▶ **What you are asked to do**
Copy out all lines bearing the word "Label" from the listing below.

▶ **Record excerpts**
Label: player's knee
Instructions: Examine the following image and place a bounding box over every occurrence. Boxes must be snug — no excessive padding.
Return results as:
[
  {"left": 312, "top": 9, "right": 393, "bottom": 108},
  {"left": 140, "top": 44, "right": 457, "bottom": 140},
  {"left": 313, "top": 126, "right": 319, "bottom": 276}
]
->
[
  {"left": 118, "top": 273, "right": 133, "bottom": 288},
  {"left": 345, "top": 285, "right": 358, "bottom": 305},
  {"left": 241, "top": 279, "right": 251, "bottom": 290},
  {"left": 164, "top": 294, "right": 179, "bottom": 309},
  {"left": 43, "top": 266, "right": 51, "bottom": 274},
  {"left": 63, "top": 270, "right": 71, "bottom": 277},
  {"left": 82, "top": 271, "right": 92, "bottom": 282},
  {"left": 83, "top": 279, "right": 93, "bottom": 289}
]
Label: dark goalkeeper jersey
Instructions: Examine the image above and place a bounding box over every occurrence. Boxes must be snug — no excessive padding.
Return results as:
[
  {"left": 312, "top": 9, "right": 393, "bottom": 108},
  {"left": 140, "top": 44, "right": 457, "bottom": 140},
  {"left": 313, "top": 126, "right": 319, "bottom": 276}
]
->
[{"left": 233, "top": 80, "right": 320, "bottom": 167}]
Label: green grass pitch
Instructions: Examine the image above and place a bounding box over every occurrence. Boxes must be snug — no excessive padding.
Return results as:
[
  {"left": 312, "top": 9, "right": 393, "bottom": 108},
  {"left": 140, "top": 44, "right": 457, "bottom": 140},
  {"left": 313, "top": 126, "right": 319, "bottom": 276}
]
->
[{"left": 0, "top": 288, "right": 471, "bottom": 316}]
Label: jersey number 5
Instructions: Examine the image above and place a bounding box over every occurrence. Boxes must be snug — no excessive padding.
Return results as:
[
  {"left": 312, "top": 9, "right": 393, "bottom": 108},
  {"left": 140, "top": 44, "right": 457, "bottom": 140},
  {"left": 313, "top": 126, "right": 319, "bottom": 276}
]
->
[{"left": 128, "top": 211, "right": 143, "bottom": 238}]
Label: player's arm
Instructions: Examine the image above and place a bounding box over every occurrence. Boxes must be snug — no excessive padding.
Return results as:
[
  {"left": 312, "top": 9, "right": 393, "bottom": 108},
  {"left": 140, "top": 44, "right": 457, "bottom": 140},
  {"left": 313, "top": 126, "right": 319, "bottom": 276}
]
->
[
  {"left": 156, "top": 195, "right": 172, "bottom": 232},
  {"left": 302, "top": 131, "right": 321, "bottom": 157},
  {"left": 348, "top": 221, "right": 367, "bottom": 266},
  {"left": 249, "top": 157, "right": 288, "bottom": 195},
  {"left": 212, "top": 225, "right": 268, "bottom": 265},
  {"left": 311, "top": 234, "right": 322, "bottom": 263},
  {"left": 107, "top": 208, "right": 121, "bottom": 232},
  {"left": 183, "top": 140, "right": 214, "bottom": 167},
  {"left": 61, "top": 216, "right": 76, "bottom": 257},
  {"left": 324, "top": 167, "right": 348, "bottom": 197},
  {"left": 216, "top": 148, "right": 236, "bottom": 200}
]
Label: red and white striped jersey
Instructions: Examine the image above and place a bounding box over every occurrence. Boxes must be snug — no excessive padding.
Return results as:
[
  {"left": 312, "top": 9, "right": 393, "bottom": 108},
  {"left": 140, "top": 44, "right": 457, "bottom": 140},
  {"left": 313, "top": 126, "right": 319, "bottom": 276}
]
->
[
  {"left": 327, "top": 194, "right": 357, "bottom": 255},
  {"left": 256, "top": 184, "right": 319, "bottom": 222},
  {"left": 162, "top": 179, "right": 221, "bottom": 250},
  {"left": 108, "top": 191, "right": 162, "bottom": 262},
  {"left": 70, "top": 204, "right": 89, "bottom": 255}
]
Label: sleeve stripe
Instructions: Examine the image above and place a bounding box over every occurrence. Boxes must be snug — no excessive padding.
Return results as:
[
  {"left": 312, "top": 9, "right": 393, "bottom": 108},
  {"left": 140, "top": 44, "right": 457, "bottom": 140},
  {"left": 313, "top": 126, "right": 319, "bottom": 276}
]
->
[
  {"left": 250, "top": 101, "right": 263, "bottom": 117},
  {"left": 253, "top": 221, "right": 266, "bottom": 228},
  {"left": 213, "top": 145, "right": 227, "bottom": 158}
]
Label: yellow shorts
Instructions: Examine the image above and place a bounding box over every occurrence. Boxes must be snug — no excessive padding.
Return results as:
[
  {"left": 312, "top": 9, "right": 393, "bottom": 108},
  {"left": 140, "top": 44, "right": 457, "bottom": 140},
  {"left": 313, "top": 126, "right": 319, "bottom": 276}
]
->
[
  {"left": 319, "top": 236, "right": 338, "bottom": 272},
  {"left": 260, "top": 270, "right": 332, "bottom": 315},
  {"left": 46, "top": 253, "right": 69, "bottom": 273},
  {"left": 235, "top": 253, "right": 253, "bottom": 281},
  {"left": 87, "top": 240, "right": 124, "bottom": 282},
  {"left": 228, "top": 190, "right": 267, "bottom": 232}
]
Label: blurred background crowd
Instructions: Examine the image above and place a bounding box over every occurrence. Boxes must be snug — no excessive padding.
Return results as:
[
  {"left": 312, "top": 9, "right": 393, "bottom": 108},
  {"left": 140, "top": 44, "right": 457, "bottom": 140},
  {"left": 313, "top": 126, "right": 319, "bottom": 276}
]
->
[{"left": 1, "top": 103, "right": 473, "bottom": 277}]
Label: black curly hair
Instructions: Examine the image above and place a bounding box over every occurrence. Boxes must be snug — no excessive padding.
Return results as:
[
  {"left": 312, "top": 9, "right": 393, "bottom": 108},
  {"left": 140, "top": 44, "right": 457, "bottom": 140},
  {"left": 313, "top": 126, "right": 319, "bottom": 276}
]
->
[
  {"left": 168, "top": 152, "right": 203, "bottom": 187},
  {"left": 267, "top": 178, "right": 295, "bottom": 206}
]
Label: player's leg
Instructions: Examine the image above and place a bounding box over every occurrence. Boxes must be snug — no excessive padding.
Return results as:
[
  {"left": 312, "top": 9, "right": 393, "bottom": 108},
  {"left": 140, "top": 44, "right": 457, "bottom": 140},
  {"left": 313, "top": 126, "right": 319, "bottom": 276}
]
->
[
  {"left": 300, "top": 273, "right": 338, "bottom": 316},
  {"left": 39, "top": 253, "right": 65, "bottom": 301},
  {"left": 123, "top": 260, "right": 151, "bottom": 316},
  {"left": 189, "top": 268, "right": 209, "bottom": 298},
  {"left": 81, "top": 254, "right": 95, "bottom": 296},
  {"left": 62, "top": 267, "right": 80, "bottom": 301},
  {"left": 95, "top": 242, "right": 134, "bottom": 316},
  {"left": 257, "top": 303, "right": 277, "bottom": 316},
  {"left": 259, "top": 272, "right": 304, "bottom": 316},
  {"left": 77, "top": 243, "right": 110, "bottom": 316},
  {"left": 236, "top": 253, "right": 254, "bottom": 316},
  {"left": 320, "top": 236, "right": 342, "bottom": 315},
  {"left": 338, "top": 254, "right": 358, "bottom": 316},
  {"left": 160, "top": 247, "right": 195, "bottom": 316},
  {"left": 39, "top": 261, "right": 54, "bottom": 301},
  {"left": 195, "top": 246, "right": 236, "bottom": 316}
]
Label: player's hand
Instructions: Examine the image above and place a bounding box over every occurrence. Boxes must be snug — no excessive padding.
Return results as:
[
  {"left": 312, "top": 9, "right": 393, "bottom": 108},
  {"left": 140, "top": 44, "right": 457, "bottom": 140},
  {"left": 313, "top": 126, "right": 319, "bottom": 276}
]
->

▶ **Task output**
Label: player's knee
Label: dark goalkeeper jersey
Label: green grass pitch
Label: jersey number 5
Label: player's arm
Label: red and white striped jersey
Label: sleeve stripe
Label: yellow shorts
Label: blurred background crowd
Label: black curly hair
Label: player's leg
Label: player's hand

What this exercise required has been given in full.